PROMPT: Locate every line in the records that contains the string "suit" and copy each of those lines. Case counts.

+ + +

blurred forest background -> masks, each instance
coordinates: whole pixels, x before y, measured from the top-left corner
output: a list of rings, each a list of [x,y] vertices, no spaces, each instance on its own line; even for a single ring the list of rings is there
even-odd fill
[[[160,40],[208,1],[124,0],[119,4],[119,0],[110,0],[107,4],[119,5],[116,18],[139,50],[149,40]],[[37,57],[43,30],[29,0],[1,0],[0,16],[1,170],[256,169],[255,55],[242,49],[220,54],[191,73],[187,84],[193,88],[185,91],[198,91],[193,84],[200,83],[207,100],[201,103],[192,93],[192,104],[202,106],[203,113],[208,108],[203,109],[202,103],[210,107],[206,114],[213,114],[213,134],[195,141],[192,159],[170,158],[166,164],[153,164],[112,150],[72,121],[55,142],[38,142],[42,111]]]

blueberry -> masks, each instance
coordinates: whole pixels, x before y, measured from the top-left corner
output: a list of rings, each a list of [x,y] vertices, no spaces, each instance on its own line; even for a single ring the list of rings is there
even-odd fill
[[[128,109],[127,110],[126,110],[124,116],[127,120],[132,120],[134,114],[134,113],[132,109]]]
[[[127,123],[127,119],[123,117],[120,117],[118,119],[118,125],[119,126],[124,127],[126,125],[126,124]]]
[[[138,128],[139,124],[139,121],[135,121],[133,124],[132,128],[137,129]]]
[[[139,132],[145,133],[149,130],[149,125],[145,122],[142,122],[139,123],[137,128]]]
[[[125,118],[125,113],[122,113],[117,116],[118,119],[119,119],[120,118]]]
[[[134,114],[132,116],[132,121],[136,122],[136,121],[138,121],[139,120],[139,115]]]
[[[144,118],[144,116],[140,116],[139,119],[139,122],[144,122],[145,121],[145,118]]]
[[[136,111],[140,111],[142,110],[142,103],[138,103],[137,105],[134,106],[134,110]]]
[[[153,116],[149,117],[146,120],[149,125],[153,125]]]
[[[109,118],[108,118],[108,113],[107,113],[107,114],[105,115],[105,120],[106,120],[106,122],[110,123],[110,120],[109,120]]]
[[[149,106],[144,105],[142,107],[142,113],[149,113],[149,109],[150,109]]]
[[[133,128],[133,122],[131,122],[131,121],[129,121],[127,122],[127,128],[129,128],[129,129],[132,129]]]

+ + +

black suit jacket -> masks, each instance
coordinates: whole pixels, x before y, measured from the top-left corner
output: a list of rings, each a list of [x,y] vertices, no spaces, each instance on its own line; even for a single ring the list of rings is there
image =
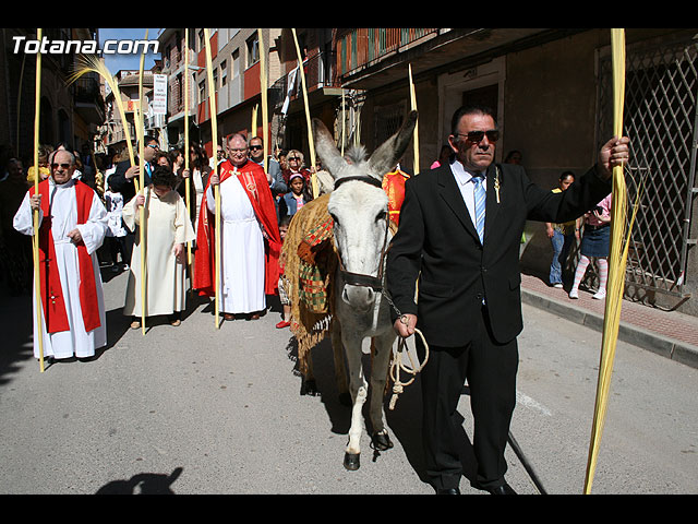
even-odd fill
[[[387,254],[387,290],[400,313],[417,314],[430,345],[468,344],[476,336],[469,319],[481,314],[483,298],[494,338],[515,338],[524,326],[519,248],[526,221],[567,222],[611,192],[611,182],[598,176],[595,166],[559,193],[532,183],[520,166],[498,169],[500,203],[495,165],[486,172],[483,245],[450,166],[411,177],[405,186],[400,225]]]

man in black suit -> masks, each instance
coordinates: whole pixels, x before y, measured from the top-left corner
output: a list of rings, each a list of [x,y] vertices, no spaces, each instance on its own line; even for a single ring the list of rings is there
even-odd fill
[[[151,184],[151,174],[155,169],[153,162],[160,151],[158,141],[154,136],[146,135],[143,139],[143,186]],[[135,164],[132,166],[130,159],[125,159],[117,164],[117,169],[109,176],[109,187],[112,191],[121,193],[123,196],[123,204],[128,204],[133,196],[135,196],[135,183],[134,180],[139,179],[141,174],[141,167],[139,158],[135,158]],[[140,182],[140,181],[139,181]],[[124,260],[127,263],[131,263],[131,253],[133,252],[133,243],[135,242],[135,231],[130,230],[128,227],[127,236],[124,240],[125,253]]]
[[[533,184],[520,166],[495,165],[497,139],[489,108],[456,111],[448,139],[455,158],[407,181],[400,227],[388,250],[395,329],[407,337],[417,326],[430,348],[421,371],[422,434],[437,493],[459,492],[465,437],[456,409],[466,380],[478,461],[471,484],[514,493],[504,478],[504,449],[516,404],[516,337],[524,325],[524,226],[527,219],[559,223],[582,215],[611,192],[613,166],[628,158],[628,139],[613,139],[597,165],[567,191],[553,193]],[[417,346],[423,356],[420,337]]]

+ + +

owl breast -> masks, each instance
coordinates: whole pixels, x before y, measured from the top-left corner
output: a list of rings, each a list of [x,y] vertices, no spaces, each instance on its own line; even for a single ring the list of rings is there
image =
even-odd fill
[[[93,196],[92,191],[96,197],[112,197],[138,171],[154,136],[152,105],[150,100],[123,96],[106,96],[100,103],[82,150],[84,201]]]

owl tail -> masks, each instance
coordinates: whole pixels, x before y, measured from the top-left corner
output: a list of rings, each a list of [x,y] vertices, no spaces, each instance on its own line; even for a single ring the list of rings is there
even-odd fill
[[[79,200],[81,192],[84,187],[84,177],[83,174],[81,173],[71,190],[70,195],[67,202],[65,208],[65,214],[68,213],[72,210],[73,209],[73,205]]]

+ + +

CORRECT OUTPUT:
black suit jacket -> masks, each instance
man in black suit -> masks, each instance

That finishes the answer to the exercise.